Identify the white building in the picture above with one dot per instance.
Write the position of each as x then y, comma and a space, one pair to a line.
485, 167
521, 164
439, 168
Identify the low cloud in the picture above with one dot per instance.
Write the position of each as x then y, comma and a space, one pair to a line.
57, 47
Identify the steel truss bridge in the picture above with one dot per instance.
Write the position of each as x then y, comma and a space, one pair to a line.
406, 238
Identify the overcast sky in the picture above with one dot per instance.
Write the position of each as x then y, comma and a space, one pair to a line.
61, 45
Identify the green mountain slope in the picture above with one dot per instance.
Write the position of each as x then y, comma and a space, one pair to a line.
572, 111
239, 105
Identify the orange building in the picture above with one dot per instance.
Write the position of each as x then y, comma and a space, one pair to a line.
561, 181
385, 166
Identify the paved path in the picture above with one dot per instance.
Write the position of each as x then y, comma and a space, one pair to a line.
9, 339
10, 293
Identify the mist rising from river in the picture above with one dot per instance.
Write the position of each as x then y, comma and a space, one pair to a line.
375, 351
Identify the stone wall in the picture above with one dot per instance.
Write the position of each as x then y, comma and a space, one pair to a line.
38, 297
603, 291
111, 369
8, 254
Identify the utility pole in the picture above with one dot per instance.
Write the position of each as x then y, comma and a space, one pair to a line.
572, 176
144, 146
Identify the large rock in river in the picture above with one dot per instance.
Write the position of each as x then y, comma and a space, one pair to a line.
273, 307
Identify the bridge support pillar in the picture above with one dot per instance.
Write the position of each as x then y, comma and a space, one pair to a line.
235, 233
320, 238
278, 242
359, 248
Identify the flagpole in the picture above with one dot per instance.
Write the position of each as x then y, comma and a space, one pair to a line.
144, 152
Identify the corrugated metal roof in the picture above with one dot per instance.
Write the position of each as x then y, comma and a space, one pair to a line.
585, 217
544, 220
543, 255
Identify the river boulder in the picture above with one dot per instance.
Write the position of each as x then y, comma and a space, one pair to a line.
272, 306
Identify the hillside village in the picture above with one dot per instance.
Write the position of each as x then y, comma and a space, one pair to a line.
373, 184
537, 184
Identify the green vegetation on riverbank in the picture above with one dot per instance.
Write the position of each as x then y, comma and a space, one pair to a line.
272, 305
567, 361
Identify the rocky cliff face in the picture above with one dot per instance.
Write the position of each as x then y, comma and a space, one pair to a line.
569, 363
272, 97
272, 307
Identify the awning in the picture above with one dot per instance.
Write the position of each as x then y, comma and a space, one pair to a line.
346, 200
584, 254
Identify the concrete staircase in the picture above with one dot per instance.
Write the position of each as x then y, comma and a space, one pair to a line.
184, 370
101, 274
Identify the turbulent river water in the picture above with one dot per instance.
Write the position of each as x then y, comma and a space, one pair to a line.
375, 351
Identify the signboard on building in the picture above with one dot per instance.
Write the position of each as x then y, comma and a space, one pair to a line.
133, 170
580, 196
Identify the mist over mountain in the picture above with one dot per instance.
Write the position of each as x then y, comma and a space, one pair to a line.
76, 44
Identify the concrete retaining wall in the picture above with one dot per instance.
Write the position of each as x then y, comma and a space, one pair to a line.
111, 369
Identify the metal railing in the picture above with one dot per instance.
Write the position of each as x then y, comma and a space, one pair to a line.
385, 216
####
**SET TASK:**
Copy every line of the material, please, keeping it exactly the same.

**SOLUTION TO THE EXERCISE:**
Identify the white building in the picture above with one dot per instance.
Write the position of each as x then y, comma and a space, one pair to a line.
485, 167
521, 164
439, 168
Identify the low cloud in the picture above with one dot per instance.
Write the position of each as x then y, comma and a space, one pair to a line.
57, 47
Identify the steel truss bridge in the picture above with one dot per instance.
Write the position of each as x then y, comma and a space, one pair to a line.
406, 238
Identify the overcast sky in the picture above with one dot per instance.
Write the position of each as x then y, comma and a space, one pair to a line.
61, 45
Identify the green mountain slope in the picture above with one dot per instance.
Write the position of each as x then y, comma and a space, one pair to a line.
572, 111
239, 105
Identify the orange building in the picture above with one dot per instance.
Write the position of each as x then y, comma and a space, one pair to a line.
561, 181
385, 166
Identify the paved path in the picture above with one dot per instance.
Write the position of each as x then y, comma and a space, one pair to a line.
9, 339
10, 293
Identify the mist rising from river in the picture above with one dot per instance.
Write the position of each as x then y, comma and a space, one pair to a line.
375, 351
Identify the stone wall in the picture above with one dot per instance.
Write the position of each as x then y, comma and a space, one pair to a line.
38, 297
603, 291
111, 369
8, 254
Identify the utility pole in the picture above with one dot per instance.
Write the position of each as x then y, comma and a space, one pair to a line.
572, 176
144, 146
Identify the large rock in river in the picture above with one dot per instance.
Write the position of each as x then y, comma and a space, one pair to a line.
273, 307
Identify the bridge support pillar in the picture above with one dot per instance.
Write the position of each as x then y, comma and a space, one pair to a line.
235, 233
320, 238
278, 242
359, 248
Identify the flagpole in the picture above with one dot per instance.
Write the position of each as x then y, comma and a space, one pair to a line.
144, 152
Identify the corrugated metal roof in the picture above with one dot per instance.
Write the position of each as x then y, comma and a space, one pair to a line.
585, 217
544, 220
543, 255
Identify the river boulder in the picture above with one dot per instance.
Write the position of each as x then y, comma and a space, one pair to a line.
272, 306
Identify the hillside village in the picture above with one dot per instance.
Write the position of each as x then y, comma and a space, one pair to a line.
373, 184
537, 184
Identify the green vegetation on riverbank in the picture above with one dot per instance.
Write the position of each as x then y, comma and a space, one pair to a line.
272, 305
567, 361
Identify the rocky cliff face in the picture above with one dot per instance.
Write the position of each as x then y, comma and a space, one pair to a line.
569, 363
272, 97
272, 307
Identify the awning in the picture above with one dot per instance.
Write the position of each as x then y, comma and a space, one pair to a line.
346, 200
584, 254
Identify the concrete staircase in the picture above with one dot per instance.
Write the position of each as x then y, comma and a space, one pair to a line.
184, 370
101, 274
Identify the turbulent river water in the picture above with one dot per instance.
Write the position of each as x then y, comma and a space, one pair to a line.
375, 351
Identify the signboard on building in the picture above with one dot per instance.
Write the position of each as x then y, comma and a space, one pair to a line.
133, 170
580, 196
Identify the mist over mountain in the picture above with one dot per instance.
Write the position of each as x then y, comma and a space, one pair to a line.
76, 44
Identify the concrete retaining wall in the picture above with one dot per instance.
Write the position of each as x then y, comma and a space, one pair to a line.
111, 369
Identify the metal railing in the picture above with one dot per instance.
Write the position of each as x then y, comma and a space, one pair to a line.
385, 216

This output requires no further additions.